>> begin

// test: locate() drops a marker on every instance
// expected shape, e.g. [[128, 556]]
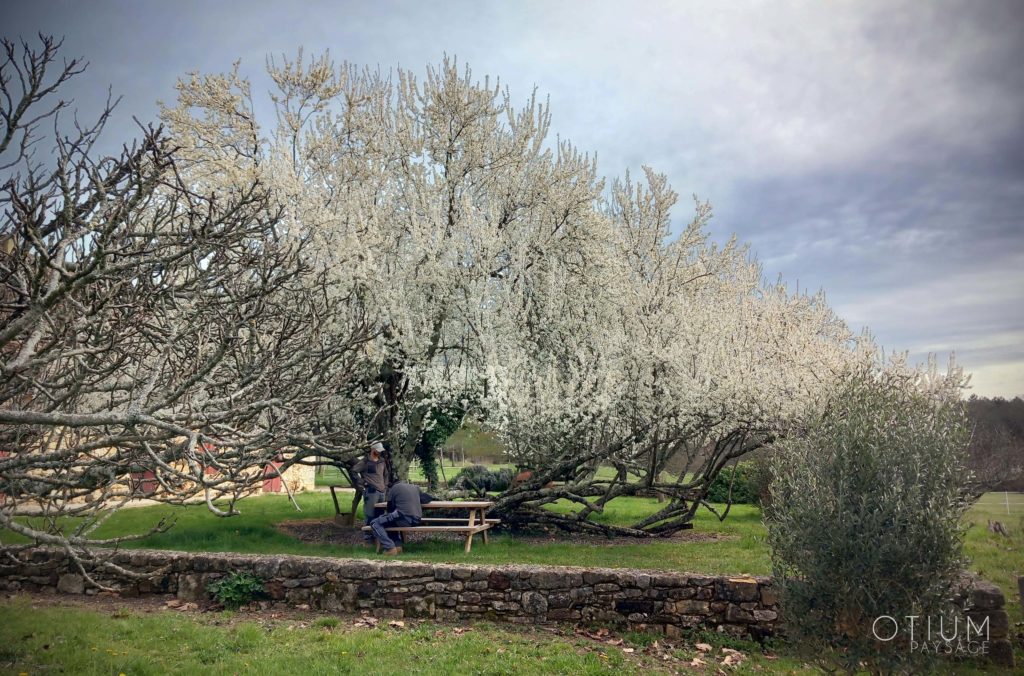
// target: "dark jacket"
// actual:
[[373, 473], [407, 499]]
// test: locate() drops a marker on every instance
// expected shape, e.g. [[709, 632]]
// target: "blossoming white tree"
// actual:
[[152, 324], [505, 279]]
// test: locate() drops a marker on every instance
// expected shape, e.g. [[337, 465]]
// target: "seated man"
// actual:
[[371, 473], [403, 508]]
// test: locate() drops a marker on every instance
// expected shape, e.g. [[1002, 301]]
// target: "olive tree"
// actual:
[[864, 520]]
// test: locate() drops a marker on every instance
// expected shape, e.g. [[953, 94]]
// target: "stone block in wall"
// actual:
[[71, 584], [737, 589], [266, 566], [534, 602], [192, 586], [633, 605], [682, 593], [549, 580], [734, 614], [691, 607], [560, 600], [997, 625], [498, 580], [1001, 652], [419, 606], [598, 577]]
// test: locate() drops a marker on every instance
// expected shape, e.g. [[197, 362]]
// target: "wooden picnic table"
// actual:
[[475, 521]]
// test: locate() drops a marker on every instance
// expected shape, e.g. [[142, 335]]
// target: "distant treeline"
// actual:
[[997, 442]]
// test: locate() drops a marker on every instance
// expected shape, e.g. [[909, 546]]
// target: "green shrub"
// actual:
[[864, 519], [237, 589], [745, 478], [479, 479]]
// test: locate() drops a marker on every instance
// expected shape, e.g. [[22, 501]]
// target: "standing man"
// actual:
[[403, 508], [371, 472]]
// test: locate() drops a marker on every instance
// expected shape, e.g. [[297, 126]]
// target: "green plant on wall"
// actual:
[[237, 589]]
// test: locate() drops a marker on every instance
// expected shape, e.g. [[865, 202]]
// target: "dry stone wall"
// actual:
[[525, 594], [650, 600]]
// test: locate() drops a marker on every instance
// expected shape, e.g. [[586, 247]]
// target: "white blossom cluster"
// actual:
[[505, 277]]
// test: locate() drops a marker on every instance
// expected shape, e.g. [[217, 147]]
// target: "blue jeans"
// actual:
[[370, 499], [394, 518]]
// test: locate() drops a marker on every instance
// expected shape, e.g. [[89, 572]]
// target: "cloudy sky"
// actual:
[[873, 150]]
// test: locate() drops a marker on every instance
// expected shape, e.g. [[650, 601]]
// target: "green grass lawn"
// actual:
[[739, 547]]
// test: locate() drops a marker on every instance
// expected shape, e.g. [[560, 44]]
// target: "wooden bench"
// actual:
[[475, 522]]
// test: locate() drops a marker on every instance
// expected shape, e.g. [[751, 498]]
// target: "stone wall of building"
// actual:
[[649, 600]]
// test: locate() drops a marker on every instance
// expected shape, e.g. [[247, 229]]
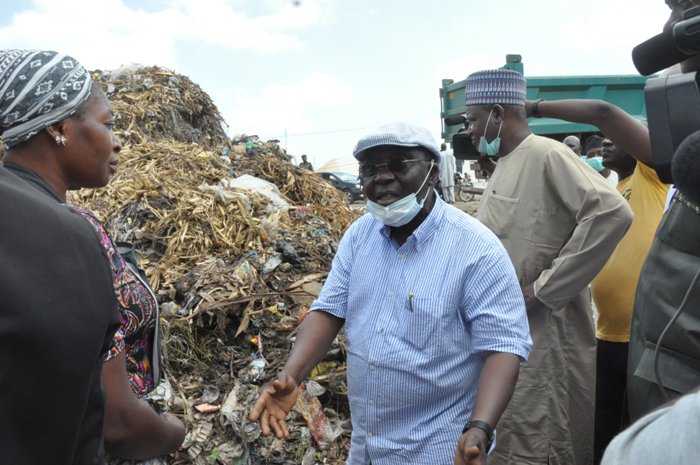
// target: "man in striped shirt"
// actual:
[[434, 317]]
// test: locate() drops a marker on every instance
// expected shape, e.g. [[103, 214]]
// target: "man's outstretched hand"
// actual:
[[275, 402]]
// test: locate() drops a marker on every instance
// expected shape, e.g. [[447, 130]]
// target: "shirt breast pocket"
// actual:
[[424, 322], [498, 213]]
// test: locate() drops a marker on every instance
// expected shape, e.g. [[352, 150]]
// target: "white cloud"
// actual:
[[285, 106], [107, 33], [460, 69], [317, 89]]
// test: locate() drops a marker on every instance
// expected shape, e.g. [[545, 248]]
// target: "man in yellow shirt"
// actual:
[[615, 285]]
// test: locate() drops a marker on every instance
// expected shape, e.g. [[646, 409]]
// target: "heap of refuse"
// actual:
[[236, 242]]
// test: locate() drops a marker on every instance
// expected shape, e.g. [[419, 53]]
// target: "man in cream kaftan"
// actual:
[[559, 222]]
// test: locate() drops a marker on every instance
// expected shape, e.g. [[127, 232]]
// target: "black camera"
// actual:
[[673, 102]]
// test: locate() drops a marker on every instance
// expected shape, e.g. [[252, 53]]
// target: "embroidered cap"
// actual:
[[495, 86], [401, 134]]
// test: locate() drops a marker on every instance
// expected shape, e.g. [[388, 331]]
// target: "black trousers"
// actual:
[[611, 415]]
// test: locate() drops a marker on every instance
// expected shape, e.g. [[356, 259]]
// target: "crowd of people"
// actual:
[[468, 339]]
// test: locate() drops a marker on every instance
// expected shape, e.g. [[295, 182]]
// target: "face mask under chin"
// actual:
[[490, 149], [403, 210]]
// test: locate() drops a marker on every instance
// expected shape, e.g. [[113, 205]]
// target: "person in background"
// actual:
[[306, 164], [593, 146], [559, 222], [668, 434], [447, 173], [57, 127], [574, 143], [434, 318], [667, 301], [615, 286]]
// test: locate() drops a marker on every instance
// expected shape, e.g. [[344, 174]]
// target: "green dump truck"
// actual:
[[625, 91]]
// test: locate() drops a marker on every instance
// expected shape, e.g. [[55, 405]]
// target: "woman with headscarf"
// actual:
[[57, 128]]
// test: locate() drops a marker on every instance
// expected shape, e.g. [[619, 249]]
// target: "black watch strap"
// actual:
[[483, 426]]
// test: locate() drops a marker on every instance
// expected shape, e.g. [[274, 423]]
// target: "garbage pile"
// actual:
[[236, 242]]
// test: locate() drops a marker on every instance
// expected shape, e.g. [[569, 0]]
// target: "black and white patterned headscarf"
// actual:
[[38, 89]]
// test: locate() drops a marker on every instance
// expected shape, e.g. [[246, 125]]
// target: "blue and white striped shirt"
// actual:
[[417, 319]]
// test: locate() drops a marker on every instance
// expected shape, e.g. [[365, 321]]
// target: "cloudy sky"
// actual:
[[317, 74]]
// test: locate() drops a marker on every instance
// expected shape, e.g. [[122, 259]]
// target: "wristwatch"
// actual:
[[483, 426]]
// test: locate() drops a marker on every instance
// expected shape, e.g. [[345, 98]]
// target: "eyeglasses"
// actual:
[[397, 166]]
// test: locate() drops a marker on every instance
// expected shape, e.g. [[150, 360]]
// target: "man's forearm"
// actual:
[[314, 338], [625, 131], [496, 385]]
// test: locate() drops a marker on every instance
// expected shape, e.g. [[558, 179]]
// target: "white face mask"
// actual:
[[402, 211], [490, 149]]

>> end

» **INSTRUCTION**
Convert the data above into a numbered list with one line per entry, skipping blank lines. Leave the pictures out of your answer.

» **EXERCISE OUTPUT**
1. // test: locate() drops a marker on every instance
2. // expected shape, e.g. [[128, 556]]
3. // target: "dark jacket"
4. // actual:
5. [[373, 473], [407, 499]]
6. // test: locate() drops a marker on every instance
7. // expected shape, e.g. [[709, 632]]
8. // target: "blossoming white tree"
9. // actual:
10. [[152, 324], [505, 279]]
11. // test: locate() drops a marker on every instance
12. // expected shape, e.g. [[337, 465]]
13. // target: "seated man"
14. // actual:
15. [[371, 473], [403, 508]]
16. // test: locate() drops a marker on every instance
17. // expected shape, e.g. [[1002, 301]]
18. // target: "olive tree"
19. // actual:
20. [[864, 520]]
21. // test: locate() drops a marker on every instance
22. // expected shape, e.g. [[953, 94]]
23. // target: "stone block in wall"
24. // actual:
25. [[71, 584], [737, 589], [266, 566], [534, 602], [192, 586], [633, 605], [682, 593], [549, 580], [734, 614], [691, 607], [560, 600], [997, 625], [498, 580], [1001, 652], [419, 606], [598, 577]]
26. // test: locate() drops a marker on every instance
27. // expected shape, e.g. [[197, 362]]
28. // target: "wooden picnic table"
29. // actual:
30. [[475, 521]]
31. // test: locate() drops a marker on every instance
32. // expected shape, e.g. [[142, 335]]
33. // target: "distant treeline"
34. // actual:
35. [[997, 442]]
36. // test: locate() drops a marker on every instance
37. // expected shape, e.g. [[909, 546]]
38. // target: "green shrub"
39. // actual:
40. [[864, 519], [237, 589], [745, 478], [479, 479]]
41. // test: locate() drops a marker on every instance
42. // expected shape, e.g. [[22, 501]]
43. // target: "standing man"
44. // actual:
45. [[403, 508], [371, 472]]
46. // test: locate() drops a marker on every instance
47. // expected shape, e.g. [[297, 126]]
48. // target: "green plant on wall"
49. // actual:
50. [[237, 589]]
51. // test: locate() drops a marker on every instance
52. // expected shape, e.g. [[865, 202]]
53. // target: "dry stone wall"
54. // actual:
55. [[525, 594], [650, 600]]
56. // test: locate() drops a marker on every instance
57. // expected shape, e.g. [[586, 247]]
58. // target: "white blossom cluster"
59. // actual:
60. [[505, 277]]
61. // test: locate() drops a marker on every instance
62. // expected shape, e.g. [[217, 147]]
63. // target: "blue jeans"
64. // actual:
65. [[370, 499], [394, 518]]
66. // test: locate() drops a marker on every instance
67. // expected shape, e.g. [[89, 572]]
68. // target: "cloudy sky"
69. // actual:
70. [[873, 150]]
71. // test: locate() drops a marker on every instance
72. // expected shape, e.g. [[650, 601]]
73. // target: "green grass lawn"
74. // actual:
75. [[739, 547]]
76. // test: locate() drops a marker on every instance
77. // expected shape, e.g. [[560, 44]]
78. // target: "wooden bench"
79. // actual:
80. [[475, 522]]
81. // test: locate() drops a marker on every instance
82. // expected shape, e.g. [[751, 498]]
83. // target: "stone wall of building"
84. // actual:
85. [[649, 600]]
86. // test: locate() drops a marker on every instance
87. // expected shape, e.g. [[247, 229]]
88. // target: "man in striped shirt"
89. // actual:
90. [[434, 317]]
91. // test: locate() drops a marker on every instance
92. // expected shape, e.g. [[103, 214]]
93. // target: "man's outstretched hand"
94. // actual:
95. [[275, 402]]
96. // test: locate() drops a marker on every instance
97. // expected shape, e.g. [[447, 130]]
98. // target: "shirt breast pocket"
99. // actual:
100. [[424, 322], [498, 213]]
101. // test: locate() drops a marker on every instance
102. // expected shape, e.g. [[352, 150]]
103. // target: "white cloud"
104. // actual:
105. [[285, 106], [107, 33], [460, 69], [317, 89]]
106. // test: locate() drops a marker on every instance
107. // expected shape, e.g. [[545, 248]]
108. // target: "man in yellow shirt"
109. // actual:
110. [[615, 285]]
111. // test: locate() drops a marker on every instance
112. // expected shape, e.g. [[646, 409]]
113. // target: "heap of refuse"
114. // actual:
115. [[236, 242]]
116. // test: locate() drops a marker on every instance
117. // expected shape, e.g. [[419, 53]]
118. // target: "man in cream kaftan"
119. // actual:
120. [[559, 222]]
121. // test: locate() drops a marker on every instance
122. // expected shape, e.g. [[127, 232]]
123. // target: "black camera"
124. // actual:
125. [[673, 102]]
126. // test: locate() drops a marker on every instance
127. // expected shape, e.g. [[252, 53]]
128. // target: "embroidered cap"
129. // actual:
130. [[495, 86], [401, 134]]
131. // test: locate() drops a marker on every instance
132. // expected shape, e.g. [[388, 331]]
133. // target: "black trousers"
134. // actual:
135. [[611, 415]]
136. // test: locate() drops a marker on every instance
137. // expected shape, e.g. [[356, 259]]
138. // target: "crowd of people"
139. // actual:
140. [[468, 339]]
141. // test: locate() drops a marker on every instance
142. // expected shape, e.g. [[295, 182]]
143. // target: "face mask under chin"
144. // actual:
145. [[490, 149], [403, 210]]
146. // test: locate() drops a marker on every instance
147. // expected shape, e.g. [[113, 205]]
148. // target: "person in background"
149. // actual:
150. [[306, 164], [593, 146], [559, 222], [668, 434], [447, 173], [57, 127], [574, 143], [434, 318], [667, 301], [615, 286]]
151. // test: locate() drops a marker on every instance
152. // expected shape, e.g. [[344, 174]]
153. // target: "green dump truck"
154. // actual:
155. [[625, 91]]
156. // test: locate() drops a marker on every instance
157. // expected shape, e.g. [[55, 405]]
158. // target: "woman with headscarf"
159. // actual:
160. [[57, 128]]
161. // test: locate() drops a marker on every instance
162. // expected shape, e.g. [[619, 249]]
163. // target: "black watch strap"
164. // actual:
165. [[483, 426]]
166. // test: locate() drops a marker on every instance
167. // expected shape, e.g. [[274, 423]]
168. // target: "garbage pile"
169. // actual:
170. [[236, 242]]
171. // test: locate() drops a marker on every instance
172. // expected shape, e.g. [[569, 0]]
173. // target: "black and white patterned headscarf"
174. // actual:
175. [[38, 89]]
176. // test: locate() drops a marker on every instance
177. // expected shape, e.g. [[246, 125]]
178. // target: "blue and white striped shirt"
179. // actual:
180. [[417, 319]]
181. // test: locate() drops a marker on every instance
182. // expected shape, e.g. [[365, 321]]
183. // target: "cloudy sky"
184. // actual:
185. [[317, 74]]
186. // test: locate() drops a marker on every instance
187. // expected shape, e.g. [[122, 259]]
188. // target: "wristwatch"
189. // actual:
190. [[483, 426]]
191. // test: locate() drops a marker on every instance
192. // expected shape, e.g. [[345, 98]]
193. // target: "eyeglasses"
194. // actual:
195. [[397, 166]]
196. // test: locate() drops a marker on every instance
197. // expected shape, e.g. [[150, 360]]
198. // target: "man's forearm"
199. // actual:
200. [[314, 338], [625, 131], [496, 385]]
201. // test: locate() drops a marker on every instance
202. // expected shape, e.g. [[558, 179]]
203. // target: "white face mask"
204. // actual:
205. [[402, 211], [490, 149]]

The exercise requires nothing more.